> [Job A]
In the reference entry on the Atsina below, condense the paragraph beginning "The ethnological origins of the Atsina" into a bulleted list that keeps its main facts.

> [Passage to read]
═══
Atsina (American Indians Ready Reference)
The ethnological origins of the Atsina, or White Clay People, are mysterious. The Atsina, also known as the Gros Ventre, once belonged to an Algonquian parent tribe that included the Arapaho. Until the seventeenth century, the Arapaho-Atsina hunted, gathered, and perhaps planted near the Red River of Minnesota. In the late seventeenth or early eighteenth century, the Atsina broke off from the Arapaho and moved northward and westward to the Eagle Hills in Saskatchewan. There the Atsina probably subsisted by gathering and pedestrian buffalo hunting, although they evidently also planted tobacco. In the middle of the eighteenth century, the Atsina acquired horses and became equestrian buffalo hunters. In the late eighteenth century, the Cree and Assiniboine pushed the Atsina from Saskatchewan southwest to the Upper Missouri River.
═══
> [Data for this task]
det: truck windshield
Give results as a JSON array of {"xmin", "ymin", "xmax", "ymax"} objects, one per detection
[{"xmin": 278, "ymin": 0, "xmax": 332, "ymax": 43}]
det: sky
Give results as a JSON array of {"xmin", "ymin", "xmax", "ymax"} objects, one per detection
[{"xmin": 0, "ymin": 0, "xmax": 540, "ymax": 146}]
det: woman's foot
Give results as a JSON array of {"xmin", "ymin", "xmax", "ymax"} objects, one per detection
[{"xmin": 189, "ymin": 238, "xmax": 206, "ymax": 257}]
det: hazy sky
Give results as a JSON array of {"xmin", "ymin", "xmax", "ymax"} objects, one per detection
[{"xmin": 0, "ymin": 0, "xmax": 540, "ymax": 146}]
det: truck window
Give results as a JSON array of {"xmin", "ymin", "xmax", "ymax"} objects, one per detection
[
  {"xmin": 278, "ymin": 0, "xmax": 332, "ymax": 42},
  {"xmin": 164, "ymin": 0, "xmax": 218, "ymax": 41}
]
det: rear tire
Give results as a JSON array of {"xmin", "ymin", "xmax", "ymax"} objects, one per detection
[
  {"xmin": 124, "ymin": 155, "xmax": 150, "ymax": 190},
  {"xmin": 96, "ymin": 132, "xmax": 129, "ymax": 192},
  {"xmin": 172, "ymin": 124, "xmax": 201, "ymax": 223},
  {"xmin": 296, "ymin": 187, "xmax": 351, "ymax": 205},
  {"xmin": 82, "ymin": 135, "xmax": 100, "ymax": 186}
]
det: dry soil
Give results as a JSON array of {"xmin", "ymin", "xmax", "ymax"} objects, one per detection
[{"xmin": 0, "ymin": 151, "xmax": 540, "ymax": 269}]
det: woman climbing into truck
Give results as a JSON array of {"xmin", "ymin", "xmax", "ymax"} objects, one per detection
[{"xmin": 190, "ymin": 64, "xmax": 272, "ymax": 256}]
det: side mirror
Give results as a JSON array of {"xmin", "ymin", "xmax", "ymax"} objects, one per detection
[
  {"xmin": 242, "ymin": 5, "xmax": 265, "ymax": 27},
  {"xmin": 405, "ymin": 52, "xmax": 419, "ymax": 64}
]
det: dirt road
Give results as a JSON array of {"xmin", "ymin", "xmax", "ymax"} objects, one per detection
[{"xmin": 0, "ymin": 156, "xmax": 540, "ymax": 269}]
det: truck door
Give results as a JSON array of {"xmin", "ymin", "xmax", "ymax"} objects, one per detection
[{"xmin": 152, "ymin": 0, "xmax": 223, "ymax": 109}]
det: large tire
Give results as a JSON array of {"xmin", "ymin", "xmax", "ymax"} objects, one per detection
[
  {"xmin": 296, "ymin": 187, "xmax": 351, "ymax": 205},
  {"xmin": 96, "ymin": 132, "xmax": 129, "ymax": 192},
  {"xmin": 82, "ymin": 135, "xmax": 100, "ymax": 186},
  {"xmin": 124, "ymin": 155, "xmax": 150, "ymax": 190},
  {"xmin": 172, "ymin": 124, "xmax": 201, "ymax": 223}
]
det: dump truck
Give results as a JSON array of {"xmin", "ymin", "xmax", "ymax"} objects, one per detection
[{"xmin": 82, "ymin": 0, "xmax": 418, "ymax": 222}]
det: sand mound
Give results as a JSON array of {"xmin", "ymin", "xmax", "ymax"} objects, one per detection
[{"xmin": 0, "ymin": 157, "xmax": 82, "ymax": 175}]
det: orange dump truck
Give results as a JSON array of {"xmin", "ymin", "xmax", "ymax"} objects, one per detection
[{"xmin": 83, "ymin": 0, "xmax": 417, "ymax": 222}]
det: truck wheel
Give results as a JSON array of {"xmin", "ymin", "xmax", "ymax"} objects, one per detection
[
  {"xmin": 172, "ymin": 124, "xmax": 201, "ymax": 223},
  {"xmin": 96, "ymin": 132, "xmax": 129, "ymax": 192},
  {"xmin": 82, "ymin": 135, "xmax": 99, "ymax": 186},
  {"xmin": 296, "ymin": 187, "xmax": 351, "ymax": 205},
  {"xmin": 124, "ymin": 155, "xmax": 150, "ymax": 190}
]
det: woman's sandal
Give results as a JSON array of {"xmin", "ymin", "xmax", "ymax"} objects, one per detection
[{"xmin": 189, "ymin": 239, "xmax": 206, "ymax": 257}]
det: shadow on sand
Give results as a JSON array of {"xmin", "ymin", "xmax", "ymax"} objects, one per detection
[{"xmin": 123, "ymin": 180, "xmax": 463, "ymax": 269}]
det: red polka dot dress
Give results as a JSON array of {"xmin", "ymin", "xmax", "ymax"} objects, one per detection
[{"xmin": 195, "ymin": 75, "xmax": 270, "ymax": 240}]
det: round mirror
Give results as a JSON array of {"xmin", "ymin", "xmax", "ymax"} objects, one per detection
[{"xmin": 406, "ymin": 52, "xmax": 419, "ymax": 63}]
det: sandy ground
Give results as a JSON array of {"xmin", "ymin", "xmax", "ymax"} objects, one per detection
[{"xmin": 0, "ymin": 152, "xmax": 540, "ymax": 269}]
═══
> [Job B]
Copy the records starting with the line that contains "det: woman's sandal" and continuing through the end of the records, requests included. Increase every bounding-box coordinate in the answers by 134.

> [Worked solution A]
- The Atsina, or White Clay People, also called the Gros Ventre, have mysterious ethnological origins.
- They once belonged to an Algonquian parent tribe that included the Arapaho.
- Until the seventeenth century, the Arapaho-Atsina hunted, gathered, and perhaps planted near the Red River of Minnesota.
- In the late seventeenth or early eighteenth century, the Atsina split from the Arapaho. They moved north and west to the Eagle Hills in Saskatchewan.
- In Saskatchewan, they probably lived by gathering and hunting buffalo on foot, and they evidently also planted tobacco.
- In the mid-eighteenth century, they acquired horses and became mounted buffalo hunters.
- In the late eighteenth century, the Cree and Assiniboine pushed them southwest from Saskatchewan to the Upper Missouri River.

> [Worked solution B]
det: woman's sandal
Give results as a JSON array of {"xmin", "ymin", "xmax", "ymax"} objects, one per detection
[{"xmin": 323, "ymin": 373, "xmax": 340, "ymax": 391}]
det: shadow on sand
Give results as a JSON array of {"xmin", "ymin", "xmax", "ymax"} objects, one per detection
[{"xmin": 257, "ymin": 314, "xmax": 597, "ymax": 403}]
det: red polka dot dress
Give results as a JSON array of {"xmin", "ymin", "xmax", "ymax"} objects, one per detection
[{"xmin": 329, "ymin": 209, "xmax": 404, "ymax": 374}]
det: round mirror
Give results as a JSON array of {"xmin", "ymin", "xmax", "ymax"} objects, one per detection
[{"xmin": 540, "ymin": 186, "xmax": 553, "ymax": 197}]
det: sandy ground
Give results as a JSON array of {"xmin", "ymin", "xmax", "ymax"} objects, one per detection
[{"xmin": 134, "ymin": 286, "xmax": 674, "ymax": 403}]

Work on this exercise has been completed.